* LISTED RECORDS:
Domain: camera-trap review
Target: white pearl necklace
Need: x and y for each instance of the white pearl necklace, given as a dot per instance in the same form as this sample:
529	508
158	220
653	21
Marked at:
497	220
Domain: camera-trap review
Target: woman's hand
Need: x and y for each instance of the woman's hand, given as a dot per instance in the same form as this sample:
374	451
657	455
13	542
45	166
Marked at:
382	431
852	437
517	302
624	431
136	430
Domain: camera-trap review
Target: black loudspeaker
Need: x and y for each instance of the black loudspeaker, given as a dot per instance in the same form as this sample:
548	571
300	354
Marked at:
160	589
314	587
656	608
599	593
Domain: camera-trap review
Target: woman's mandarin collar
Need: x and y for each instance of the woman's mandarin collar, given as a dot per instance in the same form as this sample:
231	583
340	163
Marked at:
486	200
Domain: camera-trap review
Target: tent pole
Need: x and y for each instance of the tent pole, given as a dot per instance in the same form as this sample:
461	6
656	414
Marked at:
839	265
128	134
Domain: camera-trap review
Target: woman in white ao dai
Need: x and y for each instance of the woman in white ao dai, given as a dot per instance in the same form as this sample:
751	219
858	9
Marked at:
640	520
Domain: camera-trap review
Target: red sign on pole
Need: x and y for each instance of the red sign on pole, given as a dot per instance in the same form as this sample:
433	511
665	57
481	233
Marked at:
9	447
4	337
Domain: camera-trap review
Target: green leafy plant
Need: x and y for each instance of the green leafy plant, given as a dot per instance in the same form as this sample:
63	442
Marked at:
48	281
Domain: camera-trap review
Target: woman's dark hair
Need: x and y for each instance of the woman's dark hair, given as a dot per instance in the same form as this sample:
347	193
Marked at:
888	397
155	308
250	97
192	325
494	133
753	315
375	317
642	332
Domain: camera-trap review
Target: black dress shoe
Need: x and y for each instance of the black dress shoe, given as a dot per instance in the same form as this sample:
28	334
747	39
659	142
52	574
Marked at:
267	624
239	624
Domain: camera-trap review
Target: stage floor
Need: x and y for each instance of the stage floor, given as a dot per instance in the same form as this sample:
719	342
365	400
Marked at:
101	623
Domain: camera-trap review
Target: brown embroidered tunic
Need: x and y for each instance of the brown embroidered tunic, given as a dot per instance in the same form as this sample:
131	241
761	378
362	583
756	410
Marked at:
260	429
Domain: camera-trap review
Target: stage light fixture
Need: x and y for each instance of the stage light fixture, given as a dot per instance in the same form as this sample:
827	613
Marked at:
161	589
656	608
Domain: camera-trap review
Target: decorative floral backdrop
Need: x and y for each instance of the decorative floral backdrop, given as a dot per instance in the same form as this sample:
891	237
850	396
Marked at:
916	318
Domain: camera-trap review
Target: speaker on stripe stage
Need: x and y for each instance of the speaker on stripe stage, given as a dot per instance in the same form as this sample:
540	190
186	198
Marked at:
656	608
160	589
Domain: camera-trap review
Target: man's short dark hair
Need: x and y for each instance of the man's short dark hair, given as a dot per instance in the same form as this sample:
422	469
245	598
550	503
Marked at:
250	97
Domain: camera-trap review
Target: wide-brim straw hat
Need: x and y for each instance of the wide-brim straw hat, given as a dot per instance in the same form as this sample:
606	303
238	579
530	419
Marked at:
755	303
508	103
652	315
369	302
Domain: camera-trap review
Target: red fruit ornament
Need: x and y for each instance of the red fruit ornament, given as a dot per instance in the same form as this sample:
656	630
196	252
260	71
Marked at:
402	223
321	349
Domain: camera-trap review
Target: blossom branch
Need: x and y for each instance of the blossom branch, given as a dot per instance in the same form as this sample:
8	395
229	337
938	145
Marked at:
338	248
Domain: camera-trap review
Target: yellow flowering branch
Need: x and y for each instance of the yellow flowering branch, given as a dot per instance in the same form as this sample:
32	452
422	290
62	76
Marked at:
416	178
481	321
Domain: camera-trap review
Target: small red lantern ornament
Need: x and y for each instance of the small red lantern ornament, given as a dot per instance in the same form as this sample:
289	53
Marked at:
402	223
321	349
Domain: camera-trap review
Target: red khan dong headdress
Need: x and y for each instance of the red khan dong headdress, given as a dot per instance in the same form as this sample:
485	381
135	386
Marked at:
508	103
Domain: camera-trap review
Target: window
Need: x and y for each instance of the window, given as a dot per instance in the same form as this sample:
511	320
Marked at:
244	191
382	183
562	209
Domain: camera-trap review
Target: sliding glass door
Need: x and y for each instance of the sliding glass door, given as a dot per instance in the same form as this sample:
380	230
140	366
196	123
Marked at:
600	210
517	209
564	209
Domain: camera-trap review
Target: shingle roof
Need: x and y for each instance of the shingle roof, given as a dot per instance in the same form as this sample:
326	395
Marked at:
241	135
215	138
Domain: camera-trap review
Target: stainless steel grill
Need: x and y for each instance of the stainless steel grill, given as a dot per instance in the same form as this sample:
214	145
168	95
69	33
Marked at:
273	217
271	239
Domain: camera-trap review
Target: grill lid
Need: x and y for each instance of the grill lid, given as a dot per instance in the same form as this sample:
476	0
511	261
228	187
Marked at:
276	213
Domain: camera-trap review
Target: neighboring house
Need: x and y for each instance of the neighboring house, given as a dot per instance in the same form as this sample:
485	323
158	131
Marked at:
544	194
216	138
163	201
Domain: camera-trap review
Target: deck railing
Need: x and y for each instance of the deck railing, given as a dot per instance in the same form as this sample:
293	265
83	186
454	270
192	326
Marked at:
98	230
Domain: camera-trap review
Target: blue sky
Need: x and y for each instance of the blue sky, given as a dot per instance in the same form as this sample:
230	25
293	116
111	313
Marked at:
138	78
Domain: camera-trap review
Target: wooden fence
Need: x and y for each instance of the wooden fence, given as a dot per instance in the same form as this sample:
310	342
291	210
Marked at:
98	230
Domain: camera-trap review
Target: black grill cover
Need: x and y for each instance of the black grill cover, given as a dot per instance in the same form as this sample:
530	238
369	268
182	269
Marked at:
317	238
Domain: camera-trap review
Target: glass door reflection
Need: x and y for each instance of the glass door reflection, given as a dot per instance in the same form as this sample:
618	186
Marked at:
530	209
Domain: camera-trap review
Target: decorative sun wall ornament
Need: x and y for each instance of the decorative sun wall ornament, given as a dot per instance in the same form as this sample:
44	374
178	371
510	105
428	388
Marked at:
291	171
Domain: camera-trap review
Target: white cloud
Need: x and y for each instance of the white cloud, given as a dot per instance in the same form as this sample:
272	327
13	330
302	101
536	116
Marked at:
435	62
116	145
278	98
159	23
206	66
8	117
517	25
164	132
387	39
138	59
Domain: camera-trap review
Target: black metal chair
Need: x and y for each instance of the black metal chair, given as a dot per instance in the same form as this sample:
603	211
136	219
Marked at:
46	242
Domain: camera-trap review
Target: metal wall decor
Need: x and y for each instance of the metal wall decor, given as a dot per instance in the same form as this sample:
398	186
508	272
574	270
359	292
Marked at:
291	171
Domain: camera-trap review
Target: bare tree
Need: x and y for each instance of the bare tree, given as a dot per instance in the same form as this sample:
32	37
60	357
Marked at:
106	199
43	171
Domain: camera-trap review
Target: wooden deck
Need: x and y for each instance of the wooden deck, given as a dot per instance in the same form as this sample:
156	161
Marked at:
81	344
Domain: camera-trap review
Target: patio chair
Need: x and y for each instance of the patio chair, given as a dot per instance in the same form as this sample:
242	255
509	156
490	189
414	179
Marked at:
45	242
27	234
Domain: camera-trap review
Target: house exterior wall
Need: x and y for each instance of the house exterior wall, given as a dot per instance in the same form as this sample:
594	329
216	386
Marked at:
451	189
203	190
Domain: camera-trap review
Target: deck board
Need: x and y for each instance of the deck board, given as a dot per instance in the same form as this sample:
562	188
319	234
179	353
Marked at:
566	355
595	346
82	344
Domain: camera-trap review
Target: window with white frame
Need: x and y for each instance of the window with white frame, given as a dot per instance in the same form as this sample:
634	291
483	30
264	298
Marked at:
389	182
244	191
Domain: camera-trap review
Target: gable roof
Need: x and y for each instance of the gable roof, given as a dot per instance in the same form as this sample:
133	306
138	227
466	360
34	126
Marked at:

* STATED TASK: Count the lines in the data above that contain the word "white", and give only that number.

* SOLUTION FOR THIS EXERCISE: 8